DATA TO USE:
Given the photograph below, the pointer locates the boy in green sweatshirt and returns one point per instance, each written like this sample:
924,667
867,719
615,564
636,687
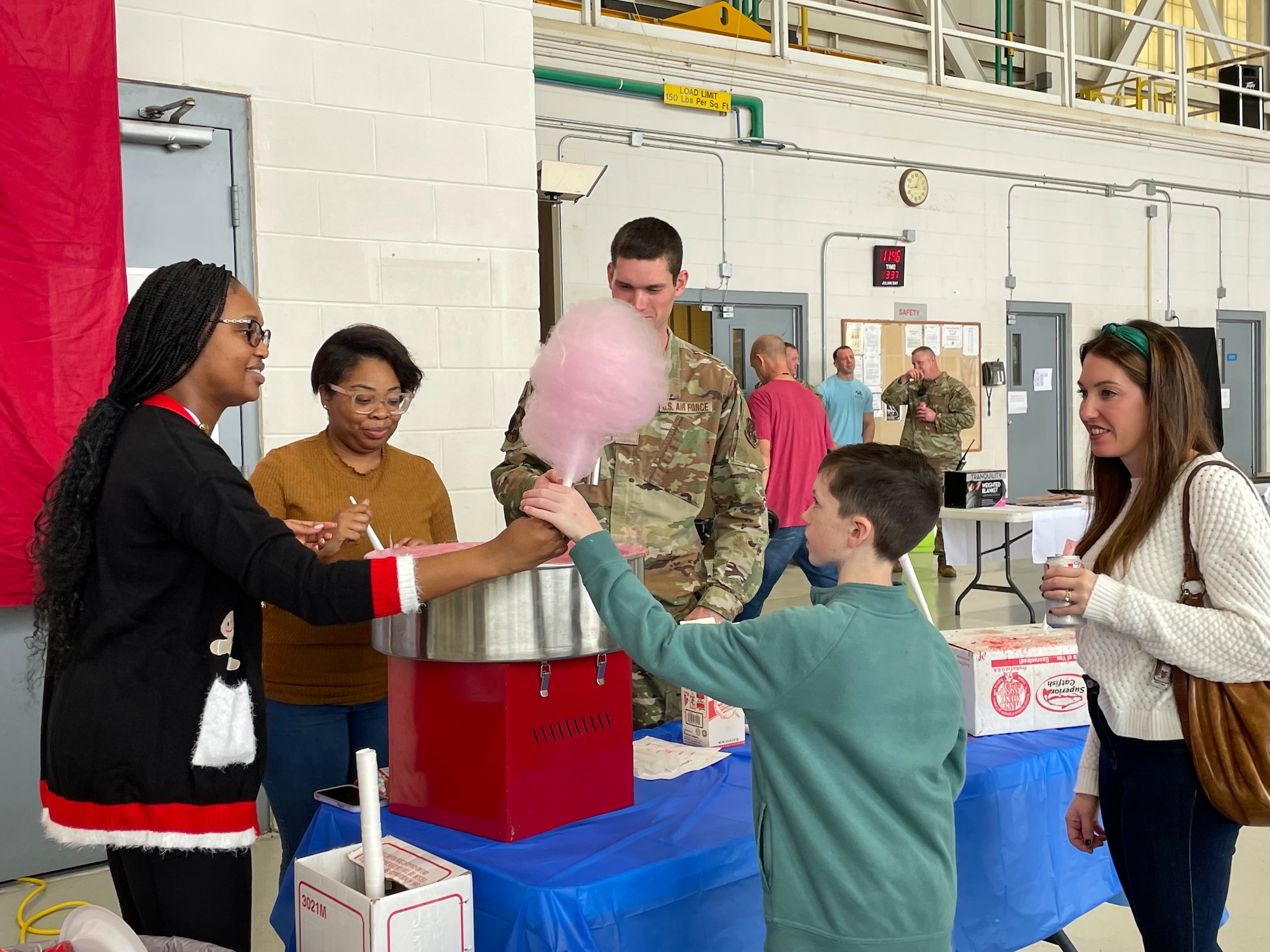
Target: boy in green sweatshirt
854,708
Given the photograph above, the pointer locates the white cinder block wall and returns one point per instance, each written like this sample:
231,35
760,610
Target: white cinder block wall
394,181
1086,252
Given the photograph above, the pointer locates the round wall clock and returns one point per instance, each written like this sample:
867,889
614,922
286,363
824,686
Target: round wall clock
914,187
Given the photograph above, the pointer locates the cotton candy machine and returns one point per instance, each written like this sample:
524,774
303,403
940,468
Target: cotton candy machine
510,708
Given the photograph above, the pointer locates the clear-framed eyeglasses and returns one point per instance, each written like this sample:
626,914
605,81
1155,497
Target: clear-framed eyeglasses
253,331
365,400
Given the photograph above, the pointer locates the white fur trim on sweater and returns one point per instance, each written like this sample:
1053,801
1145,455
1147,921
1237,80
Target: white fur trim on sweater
227,734
1135,618
147,840
408,588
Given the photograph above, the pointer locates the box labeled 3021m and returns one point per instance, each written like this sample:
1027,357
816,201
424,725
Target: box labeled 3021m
973,489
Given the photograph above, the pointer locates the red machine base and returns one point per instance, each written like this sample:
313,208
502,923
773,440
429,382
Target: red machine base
478,748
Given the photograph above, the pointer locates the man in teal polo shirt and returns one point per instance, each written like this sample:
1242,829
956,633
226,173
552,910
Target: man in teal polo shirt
848,402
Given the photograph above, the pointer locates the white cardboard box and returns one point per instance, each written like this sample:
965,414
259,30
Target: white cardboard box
707,723
1019,678
712,724
333,913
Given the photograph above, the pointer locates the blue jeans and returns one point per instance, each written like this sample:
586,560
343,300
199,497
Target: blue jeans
787,545
1170,846
313,747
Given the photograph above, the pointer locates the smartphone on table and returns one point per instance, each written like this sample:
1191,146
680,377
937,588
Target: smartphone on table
346,797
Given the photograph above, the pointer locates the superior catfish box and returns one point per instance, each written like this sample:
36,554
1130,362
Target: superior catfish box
973,489
430,908
1019,678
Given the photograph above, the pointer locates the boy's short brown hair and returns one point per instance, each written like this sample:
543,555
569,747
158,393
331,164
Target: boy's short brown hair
895,488
647,241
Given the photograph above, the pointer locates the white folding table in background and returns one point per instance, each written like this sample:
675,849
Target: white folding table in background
1050,529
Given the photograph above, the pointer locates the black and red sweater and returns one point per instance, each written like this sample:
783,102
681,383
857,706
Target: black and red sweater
153,733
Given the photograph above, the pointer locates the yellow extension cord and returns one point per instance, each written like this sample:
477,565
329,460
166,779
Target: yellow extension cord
27,926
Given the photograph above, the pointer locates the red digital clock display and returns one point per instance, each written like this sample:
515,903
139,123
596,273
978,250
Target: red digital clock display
888,266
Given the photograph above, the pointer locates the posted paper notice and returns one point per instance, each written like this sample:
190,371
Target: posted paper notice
971,342
873,340
933,337
872,375
854,337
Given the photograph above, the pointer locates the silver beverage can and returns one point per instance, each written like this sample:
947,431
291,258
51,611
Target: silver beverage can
1062,621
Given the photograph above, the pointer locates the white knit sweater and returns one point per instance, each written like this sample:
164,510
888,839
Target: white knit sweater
1135,618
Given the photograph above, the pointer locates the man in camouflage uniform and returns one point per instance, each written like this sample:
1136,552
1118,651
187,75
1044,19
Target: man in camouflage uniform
653,484
939,409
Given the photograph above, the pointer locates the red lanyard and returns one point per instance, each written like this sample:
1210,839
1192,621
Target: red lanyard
167,403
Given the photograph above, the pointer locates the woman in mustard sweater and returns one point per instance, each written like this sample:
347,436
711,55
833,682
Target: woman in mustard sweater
326,687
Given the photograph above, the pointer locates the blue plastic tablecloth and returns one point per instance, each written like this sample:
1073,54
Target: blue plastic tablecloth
681,864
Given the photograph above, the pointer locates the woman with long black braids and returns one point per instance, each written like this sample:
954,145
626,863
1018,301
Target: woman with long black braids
154,559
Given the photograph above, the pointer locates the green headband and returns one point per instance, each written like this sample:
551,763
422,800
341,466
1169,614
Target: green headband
1132,337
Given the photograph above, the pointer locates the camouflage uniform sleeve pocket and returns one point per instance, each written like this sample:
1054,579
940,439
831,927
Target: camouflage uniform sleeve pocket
684,460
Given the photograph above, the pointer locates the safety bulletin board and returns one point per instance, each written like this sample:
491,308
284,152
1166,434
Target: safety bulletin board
883,354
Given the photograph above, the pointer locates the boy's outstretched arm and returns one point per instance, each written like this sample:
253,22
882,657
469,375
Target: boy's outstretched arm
750,666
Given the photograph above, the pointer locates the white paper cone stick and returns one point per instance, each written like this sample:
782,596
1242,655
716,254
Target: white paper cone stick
911,578
370,532
373,841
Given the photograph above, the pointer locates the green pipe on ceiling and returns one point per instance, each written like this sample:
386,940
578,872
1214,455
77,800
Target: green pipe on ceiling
647,91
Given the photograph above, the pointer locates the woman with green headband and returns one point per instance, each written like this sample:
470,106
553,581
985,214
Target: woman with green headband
1146,413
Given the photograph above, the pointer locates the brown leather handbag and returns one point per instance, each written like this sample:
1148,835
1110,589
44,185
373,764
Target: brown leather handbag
1227,727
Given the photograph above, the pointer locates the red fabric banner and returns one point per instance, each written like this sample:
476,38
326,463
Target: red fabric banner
63,286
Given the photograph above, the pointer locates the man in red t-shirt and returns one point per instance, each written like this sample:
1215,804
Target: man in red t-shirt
793,439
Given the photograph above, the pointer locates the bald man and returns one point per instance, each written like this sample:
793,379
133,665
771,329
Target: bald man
793,440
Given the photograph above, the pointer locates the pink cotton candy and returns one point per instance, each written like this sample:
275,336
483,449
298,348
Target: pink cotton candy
601,375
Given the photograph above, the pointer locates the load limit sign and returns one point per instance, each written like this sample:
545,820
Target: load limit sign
698,98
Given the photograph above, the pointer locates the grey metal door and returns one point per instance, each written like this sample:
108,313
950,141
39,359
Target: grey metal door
737,327
1240,352
1037,385
186,204
180,205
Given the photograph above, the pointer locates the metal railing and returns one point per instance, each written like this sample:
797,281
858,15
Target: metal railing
1163,91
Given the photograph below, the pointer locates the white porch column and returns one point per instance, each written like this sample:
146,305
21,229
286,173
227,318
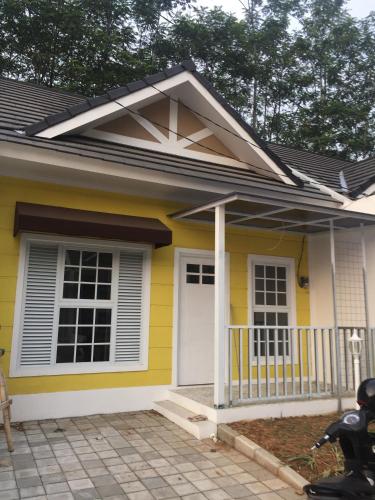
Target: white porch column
368,336
220,287
336,329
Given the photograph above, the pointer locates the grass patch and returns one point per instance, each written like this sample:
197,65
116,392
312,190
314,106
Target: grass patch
290,439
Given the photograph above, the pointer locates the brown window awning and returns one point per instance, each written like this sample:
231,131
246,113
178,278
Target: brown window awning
30,217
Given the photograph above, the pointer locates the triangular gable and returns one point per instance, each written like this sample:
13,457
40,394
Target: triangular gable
176,112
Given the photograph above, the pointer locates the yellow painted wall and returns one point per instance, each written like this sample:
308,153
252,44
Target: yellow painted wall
239,243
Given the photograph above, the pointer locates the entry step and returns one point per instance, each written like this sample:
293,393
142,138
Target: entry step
195,424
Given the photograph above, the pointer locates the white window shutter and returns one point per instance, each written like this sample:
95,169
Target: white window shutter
39,305
129,307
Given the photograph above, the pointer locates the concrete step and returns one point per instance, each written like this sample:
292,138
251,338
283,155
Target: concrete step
190,404
180,416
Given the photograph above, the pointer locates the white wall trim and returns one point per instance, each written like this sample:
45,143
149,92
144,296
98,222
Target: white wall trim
77,368
88,402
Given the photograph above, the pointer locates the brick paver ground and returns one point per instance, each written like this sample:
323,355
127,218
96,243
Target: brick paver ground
135,456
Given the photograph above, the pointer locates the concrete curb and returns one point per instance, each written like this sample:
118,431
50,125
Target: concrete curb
261,456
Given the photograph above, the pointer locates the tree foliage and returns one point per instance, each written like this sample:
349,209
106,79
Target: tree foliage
302,72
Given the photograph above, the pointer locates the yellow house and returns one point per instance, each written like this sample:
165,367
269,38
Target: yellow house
153,253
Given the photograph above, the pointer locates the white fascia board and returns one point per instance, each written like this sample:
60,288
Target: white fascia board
96,115
93,116
35,157
173,148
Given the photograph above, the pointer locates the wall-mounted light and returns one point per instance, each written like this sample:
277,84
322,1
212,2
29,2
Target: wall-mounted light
303,282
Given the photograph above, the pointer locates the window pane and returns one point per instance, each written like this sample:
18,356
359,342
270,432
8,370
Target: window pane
281,299
84,335
271,319
270,272
208,269
86,316
270,285
70,291
83,354
258,318
67,316
259,271
88,274
102,334
270,299
104,276
87,292
259,285
89,259
72,257
103,317
281,273
259,298
67,335
193,268
101,353
65,354
192,278
282,319
103,292
71,274
105,260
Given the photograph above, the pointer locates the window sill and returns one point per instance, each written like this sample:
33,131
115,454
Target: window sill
68,369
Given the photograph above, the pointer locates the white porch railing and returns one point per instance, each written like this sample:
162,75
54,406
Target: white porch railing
282,362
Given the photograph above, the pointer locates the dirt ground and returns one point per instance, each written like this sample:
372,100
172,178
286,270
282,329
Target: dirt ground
290,439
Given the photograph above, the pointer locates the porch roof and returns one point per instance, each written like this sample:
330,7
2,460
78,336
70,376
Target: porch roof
257,212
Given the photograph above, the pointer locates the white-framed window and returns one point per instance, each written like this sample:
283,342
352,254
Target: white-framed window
272,303
82,306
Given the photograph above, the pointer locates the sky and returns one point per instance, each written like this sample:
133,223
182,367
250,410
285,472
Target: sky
358,8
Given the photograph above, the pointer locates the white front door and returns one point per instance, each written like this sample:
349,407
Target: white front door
196,320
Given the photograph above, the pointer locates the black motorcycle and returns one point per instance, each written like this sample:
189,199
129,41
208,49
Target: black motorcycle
358,446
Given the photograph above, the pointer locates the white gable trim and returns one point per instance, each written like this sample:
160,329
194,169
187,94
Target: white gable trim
101,114
150,127
166,147
196,137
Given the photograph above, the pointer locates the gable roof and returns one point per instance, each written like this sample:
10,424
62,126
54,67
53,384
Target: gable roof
23,104
48,122
26,105
360,175
323,169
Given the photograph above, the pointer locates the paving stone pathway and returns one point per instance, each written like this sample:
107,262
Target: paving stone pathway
135,456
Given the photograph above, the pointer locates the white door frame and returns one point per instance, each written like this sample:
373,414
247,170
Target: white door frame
180,253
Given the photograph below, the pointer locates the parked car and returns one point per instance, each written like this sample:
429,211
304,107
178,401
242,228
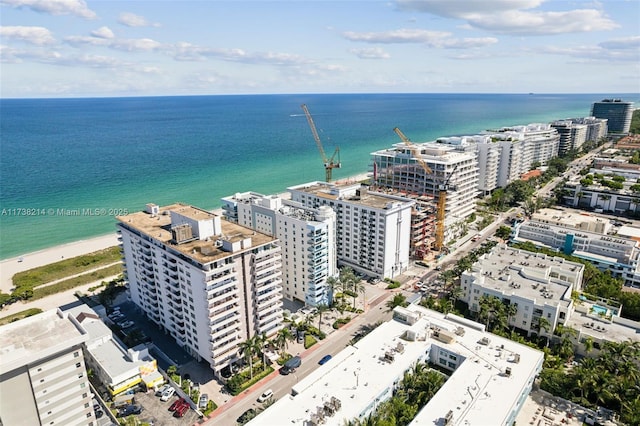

STATED GOAL: Pick out every line of the records that contains the word "pink" and copy each of those lines.

ANSWER TO THIS EXERCISE:
Given the photograph above, the pointer locates the pink cotton candy and returns one point per instance, each written like this sample:
Target: pink cotton candy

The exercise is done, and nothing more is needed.